[Excerpts from annotation records]

+---+

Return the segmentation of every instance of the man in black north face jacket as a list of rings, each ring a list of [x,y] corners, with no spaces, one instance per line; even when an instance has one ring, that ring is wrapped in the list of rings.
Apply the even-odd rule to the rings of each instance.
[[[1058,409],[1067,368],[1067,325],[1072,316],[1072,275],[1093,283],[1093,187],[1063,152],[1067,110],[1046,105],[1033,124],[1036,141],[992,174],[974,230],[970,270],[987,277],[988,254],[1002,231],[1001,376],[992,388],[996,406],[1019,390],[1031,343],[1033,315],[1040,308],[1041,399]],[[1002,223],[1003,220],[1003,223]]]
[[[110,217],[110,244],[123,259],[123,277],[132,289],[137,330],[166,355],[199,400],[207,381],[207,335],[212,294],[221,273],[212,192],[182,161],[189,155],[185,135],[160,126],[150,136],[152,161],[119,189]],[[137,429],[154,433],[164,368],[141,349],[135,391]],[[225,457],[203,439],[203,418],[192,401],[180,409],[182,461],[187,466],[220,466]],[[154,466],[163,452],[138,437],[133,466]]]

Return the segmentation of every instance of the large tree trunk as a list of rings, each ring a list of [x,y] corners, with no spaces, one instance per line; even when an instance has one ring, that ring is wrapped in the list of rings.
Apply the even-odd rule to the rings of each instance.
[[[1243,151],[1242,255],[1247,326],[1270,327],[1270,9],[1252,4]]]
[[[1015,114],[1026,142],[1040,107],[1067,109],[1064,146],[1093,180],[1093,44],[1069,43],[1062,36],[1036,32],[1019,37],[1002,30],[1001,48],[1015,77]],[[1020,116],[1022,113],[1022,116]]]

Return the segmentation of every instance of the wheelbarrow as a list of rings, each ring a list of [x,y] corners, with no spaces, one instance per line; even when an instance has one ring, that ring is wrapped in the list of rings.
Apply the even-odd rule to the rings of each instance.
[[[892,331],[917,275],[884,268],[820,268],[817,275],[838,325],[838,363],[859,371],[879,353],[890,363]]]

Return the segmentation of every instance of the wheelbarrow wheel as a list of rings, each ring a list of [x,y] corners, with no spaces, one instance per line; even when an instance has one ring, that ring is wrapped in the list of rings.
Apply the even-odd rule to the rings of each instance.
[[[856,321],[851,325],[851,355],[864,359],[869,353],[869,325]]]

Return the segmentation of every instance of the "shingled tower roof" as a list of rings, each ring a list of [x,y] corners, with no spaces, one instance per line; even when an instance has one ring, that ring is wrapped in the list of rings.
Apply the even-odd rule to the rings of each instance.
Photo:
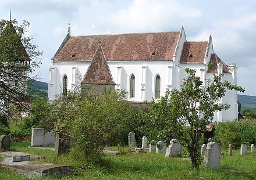
[[[84,75],[82,84],[115,85],[101,42]]]
[[[210,62],[212,63],[212,66],[211,69],[208,69],[207,73],[218,73],[218,64],[221,63],[223,65],[223,73],[230,73],[229,71],[229,66],[226,64],[221,58],[218,56],[215,53],[211,55]]]
[[[12,53],[13,59],[12,60],[31,60],[11,21],[8,21],[0,38],[3,38],[3,41],[8,41],[8,46],[5,48],[8,48],[8,53]],[[19,57],[18,59],[17,57]]]

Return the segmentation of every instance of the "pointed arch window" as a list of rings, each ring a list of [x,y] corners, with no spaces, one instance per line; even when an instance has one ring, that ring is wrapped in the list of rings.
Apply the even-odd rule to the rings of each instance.
[[[63,93],[66,94],[67,91],[67,77],[65,74],[63,77]]]
[[[160,75],[158,75],[155,77],[155,99],[160,98],[160,84],[161,84],[161,78]]]
[[[130,80],[130,98],[134,98],[135,96],[135,76],[131,75]]]

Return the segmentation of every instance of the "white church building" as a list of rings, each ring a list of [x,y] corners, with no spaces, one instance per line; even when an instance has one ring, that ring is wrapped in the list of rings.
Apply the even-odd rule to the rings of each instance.
[[[204,87],[205,80],[219,73],[224,74],[223,81],[237,84],[237,67],[234,63],[226,65],[214,52],[211,36],[208,41],[187,41],[183,27],[180,31],[71,36],[69,27],[52,59],[50,101],[56,95],[80,85],[99,46],[107,67],[105,72],[95,70],[91,73],[91,78],[95,75],[98,80],[95,84],[101,84],[109,82],[104,80],[104,76],[108,75],[115,89],[125,89],[127,100],[134,103],[159,99],[166,89],[180,89],[183,80],[189,77],[184,71],[187,67],[197,70],[196,75],[204,82]],[[210,62],[213,66],[208,69]],[[103,61],[99,64],[99,68],[105,66]],[[214,121],[237,118],[237,91],[226,89],[219,103],[228,103],[230,107],[216,111]]]

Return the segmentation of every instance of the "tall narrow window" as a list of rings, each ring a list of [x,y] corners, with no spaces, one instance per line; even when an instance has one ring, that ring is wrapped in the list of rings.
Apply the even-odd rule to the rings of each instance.
[[[67,77],[66,75],[64,75],[63,78],[63,93],[67,93]]]
[[[135,94],[135,76],[131,75],[130,81],[130,98],[134,98]]]
[[[160,75],[158,75],[155,77],[155,99],[160,98]]]

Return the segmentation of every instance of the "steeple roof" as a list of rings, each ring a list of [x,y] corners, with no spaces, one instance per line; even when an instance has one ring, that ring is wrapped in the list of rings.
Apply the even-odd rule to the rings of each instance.
[[[8,23],[0,38],[2,39],[1,41],[8,42],[8,46],[5,48],[8,48],[6,52],[13,59],[10,60],[22,62],[31,60],[11,21]]]
[[[82,84],[115,85],[99,42]]]

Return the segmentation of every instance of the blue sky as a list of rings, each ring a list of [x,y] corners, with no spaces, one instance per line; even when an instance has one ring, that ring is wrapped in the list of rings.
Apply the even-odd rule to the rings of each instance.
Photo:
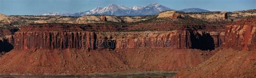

+---+

Could you lay out the rows above as a numbered list, one line per item, skipping blank lines and leaving out the pictures?

1. Return the segmentation of every instance of the man in black north face jacket as a list of rings, each ring a list of [x,y] corners, with no spaces, one instance per line; even when an instance has one ring, that ring is wrapped in the list of rings.
2. Apply the even-odd rule to the rings of each instance.
3. [[[1058,409],[1067,368],[1067,325],[1072,316],[1072,275],[1093,283],[1093,187],[1063,152],[1067,110],[1046,105],[1033,124],[1036,141],[992,174],[974,230],[970,270],[987,277],[988,254],[1002,231],[1001,376],[992,388],[996,406],[1019,390],[1031,343],[1033,315],[1040,308],[1041,399]],[[1002,223],[1003,220],[1003,223]]]
4. [[[110,217],[110,244],[123,259],[123,277],[132,289],[137,330],[166,355],[199,400],[207,381],[207,335],[212,294],[221,273],[212,192],[182,161],[189,155],[185,135],[160,126],[150,136],[152,161],[119,189]],[[137,429],[154,433],[164,368],[141,349],[135,391]],[[225,457],[203,439],[203,418],[192,401],[180,409],[182,461],[187,466],[220,466]],[[154,466],[163,452],[138,437],[133,466]]]
5. Return the segmentation of every instance of the large tree trunk as a list of rings, each ring a list of [x,y] corners, with no spaces, one instance per line; even when an instance has one ring, that ring is wrapped in the list of rings.
6. Apply the even-odd rule to the rings of each instance.
7. [[[1243,151],[1242,255],[1247,326],[1270,327],[1270,9],[1252,4]]]
8. [[[1015,114],[1026,142],[1040,107],[1067,109],[1064,146],[1093,180],[1093,44],[1069,43],[1062,36],[1036,32],[1019,37],[1002,30],[1001,48],[1015,77]],[[1020,116],[1022,113],[1022,116]]]
9. Return the segmentation of every instance of the wheelbarrow as a list of rings, each ring a list of [x,y] corners, with no spaces, one instance per line; even when an instance has one ring, that ring is wrapped in the list of rings.
10. Apply the even-odd rule to the rings of each instance.
11. [[[892,331],[917,275],[884,268],[820,268],[817,275],[838,325],[838,363],[859,371],[879,353],[890,363]]]
12. Return the segmentation of every instance of the wheelbarrow wheel as a list of rings, each ring a list of [x,y] corners, with no spaces, one instance per line; even when an instance has one ring, that ring is wrapped in the list of rings.
13. Apply the even-odd rule to the rings of each instance.
14. [[[856,321],[851,325],[851,355],[864,359],[869,353],[869,325]]]
15. Return the segmentation of every instance of the "shingled tower roof" as a list of rings, each ring a list of [x,y] corners, with no spaces, one instance per line; even when an instance has one ring, that ring is wrapped in the list of rings.
16. Apply the even-odd rule to the rings of each instance.
17. Photo:
18. [[[84,75],[82,84],[115,85],[101,42]]]
19. [[[210,62],[212,63],[212,66],[211,69],[208,69],[207,73],[218,73],[218,64],[221,63],[223,65],[223,73],[230,73],[229,71],[229,66],[226,64],[221,58],[218,56],[215,53],[211,55]]]
20. [[[12,53],[13,59],[12,60],[31,60],[11,21],[8,21],[0,38],[3,38],[3,41],[8,41],[8,46],[5,48],[8,48],[8,53]],[[19,57],[18,59],[17,57]]]
21. Return the segmentation of every instance of the "pointed arch window" as a list of rings, each ring a list of [x,y] corners, with no spaces, one instance per line; even when an instance has one ring, that ring is wrapped in the list of rings.
22. Apply the even-odd rule to the rings of each instance.
23. [[[63,93],[66,94],[67,91],[67,77],[65,74],[63,77]]]
24. [[[160,75],[158,75],[155,77],[155,99],[160,98],[160,84],[161,84],[161,78]]]
25. [[[130,80],[130,98],[134,98],[135,96],[135,76],[131,75]]]
26. Return the segmentation of every instance of the "white church building" as a list of rings, each ring a list of [x,y] corners, with no spaces, one instance per line; even when an instance has one ring, that ring is wrapped in the list of rings.
27. Apply the even-odd rule to the rings of each instance.
28. [[[204,87],[205,80],[219,73],[224,74],[223,81],[237,84],[237,67],[234,63],[226,65],[214,52],[211,36],[208,41],[187,41],[183,27],[180,31],[71,36],[69,27],[52,59],[50,101],[56,95],[80,85],[99,46],[107,67],[105,72],[95,70],[91,73],[91,78],[95,75],[98,80],[95,84],[101,84],[109,82],[104,80],[104,76],[108,75],[115,89],[125,89],[127,100],[134,103],[159,99],[166,89],[180,89],[183,80],[189,77],[184,71],[187,67],[197,70],[196,75],[204,82]],[[210,62],[213,66],[208,69]],[[103,61],[99,64],[99,68],[105,66]],[[214,121],[237,118],[237,91],[226,89],[219,103],[228,103],[230,107],[216,111]]]
29. Return the segmentation of every instance of the "tall narrow window" as a list of rings, each ring a list of [x,y] corners, with no spaces, one instance per line; even when an instance has one ring, that ring is wrapped in the list of rings.
30. Apply the even-odd rule to the rings of each instance.
31. [[[67,77],[66,75],[64,75],[63,78],[63,93],[67,93]]]
32. [[[135,94],[135,76],[131,75],[130,81],[130,98],[134,98]]]
33. [[[160,75],[158,75],[155,77],[155,99],[160,98]]]
34. Return the segmentation of every instance of the "steeple roof" as a list of rings, each ring a list of [x,y] corners, with no spaces, one instance per line; even when an instance has one ring, that ring is wrapped in the list of rings.
35. Apply the even-odd rule to the rings of each instance.
36. [[[8,23],[0,38],[2,39],[1,41],[8,42],[8,46],[5,48],[8,48],[6,52],[13,59],[10,60],[22,62],[31,60],[11,21]]]
37. [[[82,84],[115,85],[99,42]]]
38. Return the segmentation of every instance of the blue sky as a list of rings, each ring a list of [x,y] corners, with no spaces, one instance per line; even when an instance has one ring, that ring is wrapped in the list of rings.
39. Apply the even-odd rule to the rings of each instance.
40. Photo:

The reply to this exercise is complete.